SHORT PROBLEM>
Pull out every line of the items below that contains the string "woman", matching case exactly.

## begin

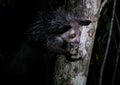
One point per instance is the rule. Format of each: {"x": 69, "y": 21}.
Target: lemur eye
{"x": 73, "y": 36}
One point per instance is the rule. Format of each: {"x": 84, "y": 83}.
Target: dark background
{"x": 17, "y": 15}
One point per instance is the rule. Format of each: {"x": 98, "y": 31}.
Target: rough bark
{"x": 75, "y": 73}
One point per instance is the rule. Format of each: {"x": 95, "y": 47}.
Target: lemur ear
{"x": 84, "y": 22}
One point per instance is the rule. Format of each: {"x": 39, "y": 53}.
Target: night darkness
{"x": 15, "y": 18}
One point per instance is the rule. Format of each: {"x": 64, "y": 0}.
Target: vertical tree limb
{"x": 108, "y": 44}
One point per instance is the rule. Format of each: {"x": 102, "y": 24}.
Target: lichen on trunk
{"x": 75, "y": 72}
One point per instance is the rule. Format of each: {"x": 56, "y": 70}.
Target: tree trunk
{"x": 75, "y": 73}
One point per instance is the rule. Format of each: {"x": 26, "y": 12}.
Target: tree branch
{"x": 102, "y": 5}
{"x": 108, "y": 44}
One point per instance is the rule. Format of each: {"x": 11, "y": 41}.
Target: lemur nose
{"x": 77, "y": 41}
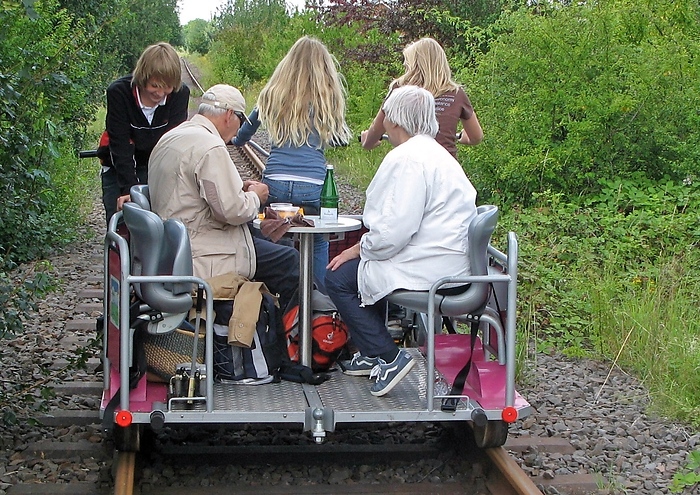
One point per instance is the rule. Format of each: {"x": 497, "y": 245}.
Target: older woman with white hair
{"x": 418, "y": 209}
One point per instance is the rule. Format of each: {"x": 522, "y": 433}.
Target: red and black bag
{"x": 329, "y": 334}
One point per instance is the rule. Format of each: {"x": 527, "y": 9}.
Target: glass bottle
{"x": 329, "y": 197}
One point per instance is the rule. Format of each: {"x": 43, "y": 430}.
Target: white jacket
{"x": 418, "y": 209}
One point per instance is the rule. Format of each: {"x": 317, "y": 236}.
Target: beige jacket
{"x": 191, "y": 177}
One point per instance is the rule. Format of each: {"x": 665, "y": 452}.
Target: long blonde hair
{"x": 426, "y": 66}
{"x": 305, "y": 94}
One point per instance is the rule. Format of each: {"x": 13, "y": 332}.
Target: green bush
{"x": 589, "y": 91}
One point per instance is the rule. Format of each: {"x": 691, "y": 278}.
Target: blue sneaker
{"x": 359, "y": 365}
{"x": 390, "y": 374}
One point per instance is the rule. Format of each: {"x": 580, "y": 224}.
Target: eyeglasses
{"x": 242, "y": 117}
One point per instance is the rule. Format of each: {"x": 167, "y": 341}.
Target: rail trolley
{"x": 148, "y": 287}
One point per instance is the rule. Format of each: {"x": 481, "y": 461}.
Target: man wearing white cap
{"x": 192, "y": 177}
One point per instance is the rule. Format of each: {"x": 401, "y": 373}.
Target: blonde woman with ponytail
{"x": 426, "y": 66}
{"x": 302, "y": 107}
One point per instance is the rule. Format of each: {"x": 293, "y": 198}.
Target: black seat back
{"x": 159, "y": 248}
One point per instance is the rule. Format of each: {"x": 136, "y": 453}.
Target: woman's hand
{"x": 349, "y": 254}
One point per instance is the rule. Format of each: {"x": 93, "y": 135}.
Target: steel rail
{"x": 124, "y": 473}
{"x": 513, "y": 473}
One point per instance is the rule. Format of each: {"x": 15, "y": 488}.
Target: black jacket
{"x": 129, "y": 138}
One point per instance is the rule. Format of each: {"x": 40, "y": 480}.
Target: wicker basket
{"x": 165, "y": 352}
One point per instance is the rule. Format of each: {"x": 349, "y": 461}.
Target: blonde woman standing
{"x": 426, "y": 66}
{"x": 303, "y": 109}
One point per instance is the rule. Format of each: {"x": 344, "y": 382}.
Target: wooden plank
{"x": 61, "y": 417}
{"x": 82, "y": 324}
{"x": 91, "y": 293}
{"x": 89, "y": 307}
{"x": 72, "y": 488}
{"x": 78, "y": 388}
{"x": 543, "y": 444}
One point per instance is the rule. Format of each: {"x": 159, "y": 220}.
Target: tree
{"x": 572, "y": 95}
{"x": 197, "y": 36}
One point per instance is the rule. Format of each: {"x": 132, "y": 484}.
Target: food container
{"x": 285, "y": 210}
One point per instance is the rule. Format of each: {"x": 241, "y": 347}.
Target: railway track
{"x": 189, "y": 460}
{"x": 249, "y": 461}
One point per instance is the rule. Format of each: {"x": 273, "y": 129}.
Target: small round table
{"x": 306, "y": 270}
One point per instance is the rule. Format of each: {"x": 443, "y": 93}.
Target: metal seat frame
{"x": 472, "y": 305}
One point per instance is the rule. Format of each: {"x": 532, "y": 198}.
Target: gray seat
{"x": 160, "y": 248}
{"x": 473, "y": 300}
{"x": 140, "y": 195}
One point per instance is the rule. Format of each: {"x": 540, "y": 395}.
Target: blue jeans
{"x": 366, "y": 324}
{"x": 308, "y": 196}
{"x": 278, "y": 267}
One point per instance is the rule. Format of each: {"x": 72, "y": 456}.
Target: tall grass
{"x": 651, "y": 327}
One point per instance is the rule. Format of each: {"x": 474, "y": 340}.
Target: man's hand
{"x": 258, "y": 188}
{"x": 349, "y": 254}
{"x": 121, "y": 200}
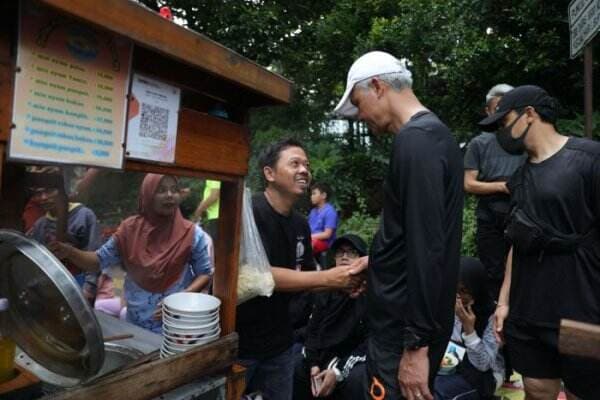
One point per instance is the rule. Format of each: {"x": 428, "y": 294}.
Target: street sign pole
{"x": 584, "y": 24}
{"x": 588, "y": 95}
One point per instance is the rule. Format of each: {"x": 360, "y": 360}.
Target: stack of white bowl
{"x": 189, "y": 320}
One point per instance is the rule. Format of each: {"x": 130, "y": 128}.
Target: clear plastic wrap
{"x": 255, "y": 277}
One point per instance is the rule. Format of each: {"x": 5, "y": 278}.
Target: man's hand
{"x": 342, "y": 278}
{"x": 499, "y": 318}
{"x": 413, "y": 374}
{"x": 328, "y": 383}
{"x": 359, "y": 265}
{"x": 61, "y": 250}
{"x": 465, "y": 315}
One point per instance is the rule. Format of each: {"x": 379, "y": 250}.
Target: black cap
{"x": 354, "y": 240}
{"x": 519, "y": 97}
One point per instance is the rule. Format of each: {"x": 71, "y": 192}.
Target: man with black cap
{"x": 334, "y": 353}
{"x": 414, "y": 258}
{"x": 553, "y": 268}
{"x": 487, "y": 169}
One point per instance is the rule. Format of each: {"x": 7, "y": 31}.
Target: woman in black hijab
{"x": 331, "y": 362}
{"x": 480, "y": 369}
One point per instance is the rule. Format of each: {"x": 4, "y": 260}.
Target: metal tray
{"x": 47, "y": 316}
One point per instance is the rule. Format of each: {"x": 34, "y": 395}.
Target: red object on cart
{"x": 165, "y": 12}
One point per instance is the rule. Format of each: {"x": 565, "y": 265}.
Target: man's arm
{"x": 502, "y": 308}
{"x": 85, "y": 260}
{"x": 326, "y": 234}
{"x": 290, "y": 280}
{"x": 473, "y": 186}
{"x": 212, "y": 198}
{"x": 420, "y": 167}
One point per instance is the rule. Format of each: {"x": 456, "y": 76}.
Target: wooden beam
{"x": 227, "y": 251}
{"x": 149, "y": 29}
{"x": 218, "y": 148}
{"x": 236, "y": 382}
{"x": 160, "y": 376}
{"x": 192, "y": 80}
{"x": 147, "y": 167}
{"x": 211, "y": 144}
{"x": 579, "y": 339}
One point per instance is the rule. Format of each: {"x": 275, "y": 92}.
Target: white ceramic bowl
{"x": 189, "y": 321}
{"x": 190, "y": 339}
{"x": 187, "y": 328}
{"x": 175, "y": 345}
{"x": 170, "y": 349}
{"x": 197, "y": 303}
{"x": 191, "y": 335}
{"x": 180, "y": 314}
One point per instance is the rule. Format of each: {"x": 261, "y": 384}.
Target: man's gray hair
{"x": 396, "y": 80}
{"x": 498, "y": 91}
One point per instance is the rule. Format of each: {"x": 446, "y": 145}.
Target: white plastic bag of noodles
{"x": 255, "y": 277}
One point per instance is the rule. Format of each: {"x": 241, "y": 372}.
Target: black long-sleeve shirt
{"x": 414, "y": 258}
{"x": 563, "y": 194}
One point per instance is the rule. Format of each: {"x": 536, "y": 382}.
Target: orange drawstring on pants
{"x": 377, "y": 390}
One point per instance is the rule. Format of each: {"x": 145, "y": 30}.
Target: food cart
{"x": 59, "y": 112}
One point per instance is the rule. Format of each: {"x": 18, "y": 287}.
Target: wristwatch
{"x": 412, "y": 341}
{"x": 338, "y": 375}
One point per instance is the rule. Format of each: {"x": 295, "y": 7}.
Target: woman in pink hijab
{"x": 162, "y": 252}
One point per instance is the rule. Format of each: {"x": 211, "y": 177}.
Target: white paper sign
{"x": 153, "y": 115}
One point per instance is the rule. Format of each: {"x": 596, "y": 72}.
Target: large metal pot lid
{"x": 47, "y": 315}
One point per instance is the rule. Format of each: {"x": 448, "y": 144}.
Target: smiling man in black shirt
{"x": 263, "y": 323}
{"x": 553, "y": 268}
{"x": 414, "y": 258}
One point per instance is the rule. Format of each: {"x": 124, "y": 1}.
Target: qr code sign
{"x": 154, "y": 121}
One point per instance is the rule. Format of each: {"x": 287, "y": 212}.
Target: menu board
{"x": 71, "y": 84}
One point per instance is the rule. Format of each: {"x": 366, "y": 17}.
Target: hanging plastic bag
{"x": 255, "y": 277}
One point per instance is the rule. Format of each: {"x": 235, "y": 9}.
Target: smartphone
{"x": 316, "y": 382}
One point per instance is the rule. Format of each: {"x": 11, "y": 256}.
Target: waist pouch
{"x": 533, "y": 238}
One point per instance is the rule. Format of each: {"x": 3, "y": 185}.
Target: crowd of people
{"x": 409, "y": 318}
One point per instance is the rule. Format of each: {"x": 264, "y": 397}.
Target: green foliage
{"x": 360, "y": 223}
{"x": 576, "y": 126}
{"x": 468, "y": 247}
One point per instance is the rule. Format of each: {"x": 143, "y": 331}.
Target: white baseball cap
{"x": 366, "y": 66}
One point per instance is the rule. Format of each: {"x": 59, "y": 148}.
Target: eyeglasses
{"x": 347, "y": 252}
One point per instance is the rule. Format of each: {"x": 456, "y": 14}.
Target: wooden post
{"x": 579, "y": 339}
{"x": 227, "y": 251}
{"x": 588, "y": 68}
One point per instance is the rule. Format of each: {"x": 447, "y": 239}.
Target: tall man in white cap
{"x": 414, "y": 258}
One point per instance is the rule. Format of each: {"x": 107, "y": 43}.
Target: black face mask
{"x": 514, "y": 146}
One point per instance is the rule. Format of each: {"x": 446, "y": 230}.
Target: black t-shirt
{"x": 263, "y": 323}
{"x": 414, "y": 257}
{"x": 563, "y": 192}
{"x": 493, "y": 164}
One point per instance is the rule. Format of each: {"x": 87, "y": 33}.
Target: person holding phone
{"x": 334, "y": 354}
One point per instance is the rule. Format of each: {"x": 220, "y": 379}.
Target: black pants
{"x": 492, "y": 249}
{"x": 382, "y": 367}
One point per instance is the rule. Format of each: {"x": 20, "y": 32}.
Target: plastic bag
{"x": 255, "y": 277}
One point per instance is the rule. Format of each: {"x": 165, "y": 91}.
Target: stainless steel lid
{"x": 47, "y": 315}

## end

SOLVED PROBLEM>
Target: older woman with white hair
Target: blonde woman with ponytail
Target: woman's hand
Target: blonde woman standing
Target: woman in black hijab
Target: woman in pink hijab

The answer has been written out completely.